Coordinate annotation records:
------------------------------

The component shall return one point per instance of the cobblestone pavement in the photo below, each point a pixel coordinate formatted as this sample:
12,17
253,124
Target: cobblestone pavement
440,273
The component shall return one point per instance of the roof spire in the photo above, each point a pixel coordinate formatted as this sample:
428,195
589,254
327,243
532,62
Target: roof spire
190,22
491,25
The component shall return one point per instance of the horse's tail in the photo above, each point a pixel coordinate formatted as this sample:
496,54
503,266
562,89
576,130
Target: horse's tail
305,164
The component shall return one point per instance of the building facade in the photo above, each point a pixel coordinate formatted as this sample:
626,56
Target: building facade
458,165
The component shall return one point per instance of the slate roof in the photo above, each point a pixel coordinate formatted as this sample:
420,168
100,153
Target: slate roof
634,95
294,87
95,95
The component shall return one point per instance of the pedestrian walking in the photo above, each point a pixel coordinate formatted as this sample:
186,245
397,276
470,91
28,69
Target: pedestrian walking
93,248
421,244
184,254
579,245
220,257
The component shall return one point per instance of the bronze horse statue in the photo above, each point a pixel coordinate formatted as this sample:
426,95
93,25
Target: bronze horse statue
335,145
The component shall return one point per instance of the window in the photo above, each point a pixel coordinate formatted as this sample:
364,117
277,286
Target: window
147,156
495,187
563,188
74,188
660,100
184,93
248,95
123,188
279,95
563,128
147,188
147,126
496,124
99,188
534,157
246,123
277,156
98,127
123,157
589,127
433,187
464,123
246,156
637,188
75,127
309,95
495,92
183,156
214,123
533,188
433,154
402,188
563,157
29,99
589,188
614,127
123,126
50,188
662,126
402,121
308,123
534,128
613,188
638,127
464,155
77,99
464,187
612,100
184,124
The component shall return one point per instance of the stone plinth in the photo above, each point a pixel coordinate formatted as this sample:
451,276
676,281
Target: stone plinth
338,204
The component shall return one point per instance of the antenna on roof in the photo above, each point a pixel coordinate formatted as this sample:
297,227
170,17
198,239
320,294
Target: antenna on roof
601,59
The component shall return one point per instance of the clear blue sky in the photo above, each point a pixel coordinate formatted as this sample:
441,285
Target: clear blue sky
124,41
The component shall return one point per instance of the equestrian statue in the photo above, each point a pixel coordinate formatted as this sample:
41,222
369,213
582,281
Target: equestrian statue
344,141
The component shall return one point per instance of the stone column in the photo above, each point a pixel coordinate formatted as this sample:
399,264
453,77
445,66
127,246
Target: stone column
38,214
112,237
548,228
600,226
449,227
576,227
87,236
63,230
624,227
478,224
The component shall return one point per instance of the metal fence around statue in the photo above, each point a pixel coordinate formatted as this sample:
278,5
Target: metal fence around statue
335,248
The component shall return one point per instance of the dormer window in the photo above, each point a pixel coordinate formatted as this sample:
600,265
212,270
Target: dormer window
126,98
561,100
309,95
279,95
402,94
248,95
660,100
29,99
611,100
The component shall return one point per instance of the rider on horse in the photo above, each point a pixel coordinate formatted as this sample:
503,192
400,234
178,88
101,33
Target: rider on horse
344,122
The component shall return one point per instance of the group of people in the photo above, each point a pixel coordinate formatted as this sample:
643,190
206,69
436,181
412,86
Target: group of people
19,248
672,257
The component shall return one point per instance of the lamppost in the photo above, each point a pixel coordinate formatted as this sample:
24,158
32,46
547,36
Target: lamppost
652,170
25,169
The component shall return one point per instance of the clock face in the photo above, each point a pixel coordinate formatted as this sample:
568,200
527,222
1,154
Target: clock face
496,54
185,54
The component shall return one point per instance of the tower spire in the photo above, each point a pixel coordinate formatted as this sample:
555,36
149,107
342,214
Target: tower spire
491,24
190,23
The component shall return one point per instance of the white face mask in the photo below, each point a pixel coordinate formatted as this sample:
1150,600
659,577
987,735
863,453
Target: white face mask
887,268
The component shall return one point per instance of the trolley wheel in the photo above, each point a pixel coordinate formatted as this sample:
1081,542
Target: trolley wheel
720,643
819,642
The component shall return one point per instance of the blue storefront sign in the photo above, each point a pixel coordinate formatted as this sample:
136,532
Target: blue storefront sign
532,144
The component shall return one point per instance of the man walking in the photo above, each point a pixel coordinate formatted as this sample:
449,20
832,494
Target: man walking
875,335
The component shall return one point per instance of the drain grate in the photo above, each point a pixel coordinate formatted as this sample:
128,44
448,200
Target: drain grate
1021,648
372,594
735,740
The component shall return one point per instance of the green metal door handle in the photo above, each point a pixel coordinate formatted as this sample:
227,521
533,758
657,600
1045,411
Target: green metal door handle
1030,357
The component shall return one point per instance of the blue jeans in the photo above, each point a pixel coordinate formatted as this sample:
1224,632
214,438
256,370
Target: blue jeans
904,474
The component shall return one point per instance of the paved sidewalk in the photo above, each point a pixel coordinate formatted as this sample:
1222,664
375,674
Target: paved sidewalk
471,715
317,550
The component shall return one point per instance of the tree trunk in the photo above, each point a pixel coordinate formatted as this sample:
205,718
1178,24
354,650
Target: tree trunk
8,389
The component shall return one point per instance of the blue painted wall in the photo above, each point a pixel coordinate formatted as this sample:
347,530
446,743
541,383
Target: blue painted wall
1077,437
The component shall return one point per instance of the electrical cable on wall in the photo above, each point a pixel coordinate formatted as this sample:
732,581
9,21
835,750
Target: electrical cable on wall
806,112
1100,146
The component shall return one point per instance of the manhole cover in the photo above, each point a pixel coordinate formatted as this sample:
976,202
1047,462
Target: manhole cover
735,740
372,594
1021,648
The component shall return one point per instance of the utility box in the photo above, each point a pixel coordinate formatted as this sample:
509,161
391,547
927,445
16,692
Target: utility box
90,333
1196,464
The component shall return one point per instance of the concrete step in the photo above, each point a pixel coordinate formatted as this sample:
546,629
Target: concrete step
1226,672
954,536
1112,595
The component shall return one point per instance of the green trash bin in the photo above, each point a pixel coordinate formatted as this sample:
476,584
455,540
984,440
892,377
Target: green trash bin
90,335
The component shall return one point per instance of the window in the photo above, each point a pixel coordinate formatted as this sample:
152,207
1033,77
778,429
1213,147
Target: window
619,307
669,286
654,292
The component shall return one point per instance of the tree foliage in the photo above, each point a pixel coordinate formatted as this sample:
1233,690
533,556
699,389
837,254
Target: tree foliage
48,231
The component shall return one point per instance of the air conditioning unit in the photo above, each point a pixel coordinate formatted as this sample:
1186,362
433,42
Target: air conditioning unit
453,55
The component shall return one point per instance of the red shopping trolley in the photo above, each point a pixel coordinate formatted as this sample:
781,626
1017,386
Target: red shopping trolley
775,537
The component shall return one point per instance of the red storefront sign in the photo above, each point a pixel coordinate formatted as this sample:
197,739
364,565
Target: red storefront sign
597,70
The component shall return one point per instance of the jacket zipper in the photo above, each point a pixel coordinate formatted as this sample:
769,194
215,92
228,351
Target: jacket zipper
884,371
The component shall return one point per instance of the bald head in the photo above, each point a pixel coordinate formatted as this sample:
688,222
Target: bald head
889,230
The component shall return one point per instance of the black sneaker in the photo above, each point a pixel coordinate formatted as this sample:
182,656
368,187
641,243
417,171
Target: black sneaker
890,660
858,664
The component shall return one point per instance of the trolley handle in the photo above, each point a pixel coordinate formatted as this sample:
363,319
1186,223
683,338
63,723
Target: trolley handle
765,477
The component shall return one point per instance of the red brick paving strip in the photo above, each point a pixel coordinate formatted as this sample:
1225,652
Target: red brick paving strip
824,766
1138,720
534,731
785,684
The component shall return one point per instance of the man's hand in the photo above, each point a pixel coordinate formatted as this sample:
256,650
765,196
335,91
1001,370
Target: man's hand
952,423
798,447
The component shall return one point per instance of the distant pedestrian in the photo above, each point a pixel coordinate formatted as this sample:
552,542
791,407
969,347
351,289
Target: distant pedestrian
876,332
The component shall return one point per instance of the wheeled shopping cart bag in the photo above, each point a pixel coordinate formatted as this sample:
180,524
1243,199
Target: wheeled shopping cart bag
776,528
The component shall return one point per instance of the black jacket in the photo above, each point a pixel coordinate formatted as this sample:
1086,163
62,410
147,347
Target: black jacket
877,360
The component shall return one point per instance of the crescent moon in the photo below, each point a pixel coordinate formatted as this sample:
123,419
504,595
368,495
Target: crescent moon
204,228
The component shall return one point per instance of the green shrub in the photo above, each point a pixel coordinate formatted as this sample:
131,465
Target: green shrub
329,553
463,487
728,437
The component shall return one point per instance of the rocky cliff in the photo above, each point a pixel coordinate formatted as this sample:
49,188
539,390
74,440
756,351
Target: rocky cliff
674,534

------------------------------

PROBLEM REQUIREMENTS:
For this exercise, please retype exactly the lines in the listing from the line with "the black jacket" through its last line, both ends included.

TASK SOLUTION:
The component shall return one point per instance of the black jacket in the photo above, each point a pixel coordinate formatted as this sample:
1086,163
62,410
147,347
Target: black jacket
877,360
The component shall return one point per instance of the crescent moon in the photo below, each point a pixel coordinate formatted as this sample:
123,419
504,595
368,495
Target: crescent moon
204,228
The component shall return one point per instance of the green shrub in the photo above, each point a pixel coordinate formatted as this sample:
131,465
Target: green shrub
329,553
463,487
728,437
The component shall return one point per instance of the rocky cliff in the photo above, each point a pixel coordinate formatted as this sample:
49,188
539,390
74,440
756,351
Target: rocky cliff
674,534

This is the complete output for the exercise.